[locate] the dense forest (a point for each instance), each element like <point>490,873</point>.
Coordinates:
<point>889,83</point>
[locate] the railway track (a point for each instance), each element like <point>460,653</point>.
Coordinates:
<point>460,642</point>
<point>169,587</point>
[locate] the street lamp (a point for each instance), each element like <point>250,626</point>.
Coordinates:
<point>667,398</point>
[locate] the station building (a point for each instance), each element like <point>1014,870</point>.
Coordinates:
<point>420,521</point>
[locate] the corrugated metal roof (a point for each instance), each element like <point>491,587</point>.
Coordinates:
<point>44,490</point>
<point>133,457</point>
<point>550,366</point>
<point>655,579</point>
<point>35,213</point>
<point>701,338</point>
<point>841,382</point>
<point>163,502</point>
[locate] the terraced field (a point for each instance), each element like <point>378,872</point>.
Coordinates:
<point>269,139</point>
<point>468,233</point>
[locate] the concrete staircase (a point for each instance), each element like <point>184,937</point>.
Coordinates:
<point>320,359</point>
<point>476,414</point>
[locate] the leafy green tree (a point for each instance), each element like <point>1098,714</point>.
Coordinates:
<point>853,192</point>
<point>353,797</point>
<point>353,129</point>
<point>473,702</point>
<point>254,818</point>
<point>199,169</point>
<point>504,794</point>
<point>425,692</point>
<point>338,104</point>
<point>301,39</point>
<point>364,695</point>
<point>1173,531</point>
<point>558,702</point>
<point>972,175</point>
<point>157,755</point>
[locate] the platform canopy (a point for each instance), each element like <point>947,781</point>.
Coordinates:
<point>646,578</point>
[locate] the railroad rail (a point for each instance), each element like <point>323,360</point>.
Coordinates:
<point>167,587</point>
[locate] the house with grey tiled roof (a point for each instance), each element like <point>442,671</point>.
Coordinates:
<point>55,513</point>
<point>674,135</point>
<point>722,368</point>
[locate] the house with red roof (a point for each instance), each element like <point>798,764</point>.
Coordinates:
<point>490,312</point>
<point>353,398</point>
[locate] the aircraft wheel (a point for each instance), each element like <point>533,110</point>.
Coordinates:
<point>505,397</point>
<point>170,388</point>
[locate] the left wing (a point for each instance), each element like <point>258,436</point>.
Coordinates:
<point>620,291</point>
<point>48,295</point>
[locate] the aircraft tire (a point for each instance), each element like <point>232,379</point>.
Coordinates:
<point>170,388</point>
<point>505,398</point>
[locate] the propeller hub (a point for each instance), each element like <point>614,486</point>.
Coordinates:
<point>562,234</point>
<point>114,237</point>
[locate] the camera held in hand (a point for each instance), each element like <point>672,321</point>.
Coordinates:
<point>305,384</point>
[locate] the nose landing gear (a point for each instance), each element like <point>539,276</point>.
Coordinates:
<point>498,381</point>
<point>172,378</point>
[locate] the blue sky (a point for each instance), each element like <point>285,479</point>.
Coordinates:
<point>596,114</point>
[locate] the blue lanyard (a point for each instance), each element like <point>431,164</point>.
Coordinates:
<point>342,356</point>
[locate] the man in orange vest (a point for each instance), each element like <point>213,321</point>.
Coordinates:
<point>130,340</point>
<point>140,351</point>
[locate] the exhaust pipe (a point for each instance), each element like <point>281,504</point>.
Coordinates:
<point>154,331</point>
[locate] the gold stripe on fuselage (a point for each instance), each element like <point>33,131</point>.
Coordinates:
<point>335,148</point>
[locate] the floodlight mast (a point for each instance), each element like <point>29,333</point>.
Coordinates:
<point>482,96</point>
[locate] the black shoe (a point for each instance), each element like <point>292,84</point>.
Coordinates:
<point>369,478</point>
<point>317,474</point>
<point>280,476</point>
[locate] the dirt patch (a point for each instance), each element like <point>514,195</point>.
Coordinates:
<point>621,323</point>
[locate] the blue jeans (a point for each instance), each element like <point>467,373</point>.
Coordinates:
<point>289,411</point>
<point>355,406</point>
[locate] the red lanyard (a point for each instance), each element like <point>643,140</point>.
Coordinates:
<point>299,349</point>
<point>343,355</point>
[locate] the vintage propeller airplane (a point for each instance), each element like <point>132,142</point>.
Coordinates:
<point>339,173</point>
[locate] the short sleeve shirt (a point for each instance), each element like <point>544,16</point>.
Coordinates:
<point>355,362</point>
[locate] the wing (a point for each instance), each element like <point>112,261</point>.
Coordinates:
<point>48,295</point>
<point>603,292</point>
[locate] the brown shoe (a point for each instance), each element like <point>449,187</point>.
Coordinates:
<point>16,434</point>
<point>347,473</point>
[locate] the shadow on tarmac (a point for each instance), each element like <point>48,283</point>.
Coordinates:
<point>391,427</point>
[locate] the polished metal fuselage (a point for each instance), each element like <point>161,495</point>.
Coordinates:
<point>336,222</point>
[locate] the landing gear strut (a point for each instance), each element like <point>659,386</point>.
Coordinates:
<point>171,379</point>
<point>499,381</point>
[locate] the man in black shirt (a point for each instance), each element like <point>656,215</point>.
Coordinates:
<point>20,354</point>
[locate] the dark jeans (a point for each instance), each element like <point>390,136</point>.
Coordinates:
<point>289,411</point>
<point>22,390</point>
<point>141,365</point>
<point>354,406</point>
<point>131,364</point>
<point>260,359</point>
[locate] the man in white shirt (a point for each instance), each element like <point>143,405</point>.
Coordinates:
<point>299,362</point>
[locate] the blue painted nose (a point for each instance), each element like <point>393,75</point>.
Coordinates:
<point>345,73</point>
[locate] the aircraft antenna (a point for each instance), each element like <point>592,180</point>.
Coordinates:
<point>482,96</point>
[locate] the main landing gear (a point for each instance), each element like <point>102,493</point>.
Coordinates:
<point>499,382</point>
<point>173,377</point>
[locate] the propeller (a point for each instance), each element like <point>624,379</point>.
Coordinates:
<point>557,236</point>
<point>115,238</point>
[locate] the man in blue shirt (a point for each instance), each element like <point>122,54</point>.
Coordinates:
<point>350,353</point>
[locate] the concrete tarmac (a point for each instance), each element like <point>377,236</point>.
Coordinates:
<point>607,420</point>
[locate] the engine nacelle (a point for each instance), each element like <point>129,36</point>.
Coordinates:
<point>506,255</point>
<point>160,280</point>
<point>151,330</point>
___
_The task_: Format every line of the entries above as a numbered list, leaving out any blank lines.

_Result of this task_:
1. [locate] the dense forest (a point for each instance), each element like <point>490,873</point>.
2. Coordinates:
3. <point>889,83</point>
4. [locate] the railway track (a point for each instance), each element like <point>460,653</point>.
5. Coordinates:
6. <point>460,642</point>
7. <point>169,587</point>
8. [locate] the street lamp (a point for each instance), each element like <point>250,626</point>.
9. Coordinates:
10. <point>667,398</point>
11. [locate] the station building (a point for each instance), each element like <point>1014,870</point>.
12. Coordinates:
13. <point>420,521</point>
14. [locate] the corrugated metal roof (a point for each instance), each element like <point>491,587</point>.
15. Coordinates:
16. <point>44,490</point>
17. <point>133,457</point>
18. <point>550,366</point>
19. <point>655,579</point>
20. <point>35,213</point>
21. <point>701,338</point>
22. <point>841,382</point>
23. <point>163,502</point>
24. [locate] the terraced field (a point for each instance), each element like <point>378,872</point>.
25. Coordinates:
26. <point>269,139</point>
27. <point>468,233</point>
28. [locate] the concrete staircase (a point for each instance), each element like <point>184,937</point>.
29. Coordinates:
30. <point>320,359</point>
31. <point>476,414</point>
32. [locate] the leafy green tree (a point for each instance), each element like <point>1098,714</point>.
33. Coordinates:
34. <point>853,192</point>
35. <point>353,797</point>
36. <point>353,129</point>
37. <point>473,702</point>
38. <point>254,818</point>
39. <point>199,169</point>
40. <point>504,794</point>
41. <point>425,692</point>
42. <point>338,104</point>
43. <point>301,39</point>
44. <point>364,695</point>
45. <point>1173,531</point>
46. <point>558,702</point>
47. <point>972,175</point>
48. <point>157,755</point>
49. [locate] the platform canopy (a point for each instance), each element like <point>947,781</point>.
50. Coordinates:
51. <point>646,578</point>
52. [locate] the railroad rail (a point for each instance), each element like <point>323,360</point>.
53. Coordinates:
54. <point>167,587</point>
55. [locate] the house with grey tiled roof (a point for each instance), each element like <point>442,671</point>.
56. Coordinates:
57. <point>55,513</point>
58. <point>674,135</point>
59. <point>722,368</point>
60. [locate] the house with red roof (a point for each instance), each element like <point>798,764</point>.
61. Coordinates:
62. <point>490,312</point>
63. <point>353,398</point>
64. [locate] the aircraft wheel (a point for each instance), each element like <point>533,110</point>.
65. Coordinates:
66. <point>505,397</point>
67. <point>170,388</point>
68. [locate] the left wing (a point for each instance), each element like <point>258,436</point>.
69. Coordinates:
70. <point>620,291</point>
71. <point>48,295</point>
72. [locate] the aircraft tire (a point for each instance), each element like <point>232,379</point>.
73. Coordinates:
74. <point>170,388</point>
75. <point>505,398</point>
76. [locate] the propeller hub (a point for each instance), each element like <point>614,486</point>.
77. Coordinates:
78. <point>562,234</point>
79. <point>114,237</point>
80. [locate] the camera held in hand (a point for each instance), each element like <point>672,321</point>.
81. Coordinates:
82. <point>305,384</point>
83. [locate] the nose landing gear (a point for each instance), each element like <point>539,276</point>.
84. Coordinates:
85. <point>498,381</point>
86. <point>172,378</point>
87. [locate] the blue sky (a point for each instance), each element like <point>285,479</point>.
88. Coordinates:
89. <point>596,114</point>
90. [locate] the blue lanyard (a point for each instance), each element like <point>431,164</point>.
91. Coordinates:
92. <point>342,356</point>
93. [locate] the man in orange vest (a point for each instance), each element like <point>213,321</point>.
94. Coordinates:
95. <point>130,340</point>
96. <point>140,351</point>
97. [locate] the exhaust pipe (a point for each instance), each element like <point>281,504</point>.
98. Coordinates:
99. <point>154,331</point>
100. [locate] the gold stripe on fuselage (a point for each instance), each element like <point>33,131</point>.
101. Coordinates:
102. <point>335,148</point>
103. [locate] the floodlight mast (a point for each instance), each element like <point>29,333</point>.
104. Coordinates:
105. <point>482,96</point>
106. [locate] the black shoe (a point for each instance), each element like <point>292,84</point>.
107. Coordinates:
108. <point>369,478</point>
109. <point>317,474</point>
110. <point>280,476</point>
111. [locate] the dirt patch (a point for each instance), each element like <point>514,195</point>.
112. Coordinates:
113. <point>621,323</point>
114. [locate] the blue jeans (a point for each instance), each element like <point>467,373</point>.
115. Coordinates:
116. <point>289,411</point>
117. <point>355,406</point>
118. [locate] the red lanyard (a point for each instance), each element like <point>643,140</point>.
119. Coordinates:
120. <point>299,349</point>
121. <point>343,355</point>
122. [locate] the vintage propeller airplane (a point for each instance), each element like <point>132,142</point>.
123. Coordinates:
124. <point>339,173</point>
125. [locate] the short sleeve shirt (a point for each instance), each element like <point>544,16</point>.
126. Coordinates:
127. <point>355,362</point>
128. [locate] the wing (a point for each instance), each element like <point>112,261</point>.
129. Coordinates:
130. <point>48,295</point>
131. <point>603,292</point>
132. [locate] the brown shoe (a point for each instance), each element like <point>449,187</point>.
133. Coordinates:
134. <point>16,434</point>
135. <point>347,473</point>
136. [locate] the shadow on tarmac (a point for each instance), each element like <point>48,283</point>.
137. Coordinates:
138. <point>391,427</point>
139. [locate] the polished metal fuselage (a point for each instance), each element like <point>161,495</point>.
140. Coordinates:
141. <point>336,222</point>
142. [locate] the landing gear strut (a point for each instance), each element like <point>659,386</point>.
143. Coordinates:
144. <point>171,379</point>
145. <point>499,381</point>
146. [locate] the man in black shirt (a point for each instance), each element like <point>656,215</point>.
147. Coordinates:
148. <point>20,354</point>
149. [locate] the dark jeans (a point for each instance), each element like <point>390,136</point>.
150. Coordinates:
151. <point>289,411</point>
152. <point>22,390</point>
153. <point>141,365</point>
154. <point>354,406</point>
155. <point>131,364</point>
156. <point>260,359</point>
157. [locate] the man in white shirt (a point for each instance), each element like <point>143,405</point>.
158. Coordinates:
159. <point>299,362</point>
160. [locate] the blue painted nose (a point for each instance), each element like <point>393,75</point>.
161. Coordinates:
162. <point>345,73</point>
163. [locate] the aircraft antenna (a point for each instance), each element like <point>592,180</point>.
164. Coordinates:
165. <point>482,96</point>
166. [locate] the main landing gear (a point for each instance), each element like <point>102,493</point>.
167. Coordinates:
168. <point>499,382</point>
169. <point>173,377</point>
170. [locate] the propeller (a point for each instance), each element like <point>624,379</point>.
171. Coordinates:
172. <point>557,236</point>
173. <point>115,238</point>
174. [locate] the man in blue shirt (a point for each instance), each element like <point>122,54</point>.
175. Coordinates:
176. <point>350,353</point>
177. [locate] the concrete tarmac (a point for each instance), each element like <point>377,236</point>.
178. Coordinates:
179. <point>607,420</point>
180. [locate] the engine nacelle (a point for each instance), each element like <point>129,36</point>.
181. Coordinates:
182. <point>506,255</point>
183. <point>160,280</point>
184. <point>151,330</point>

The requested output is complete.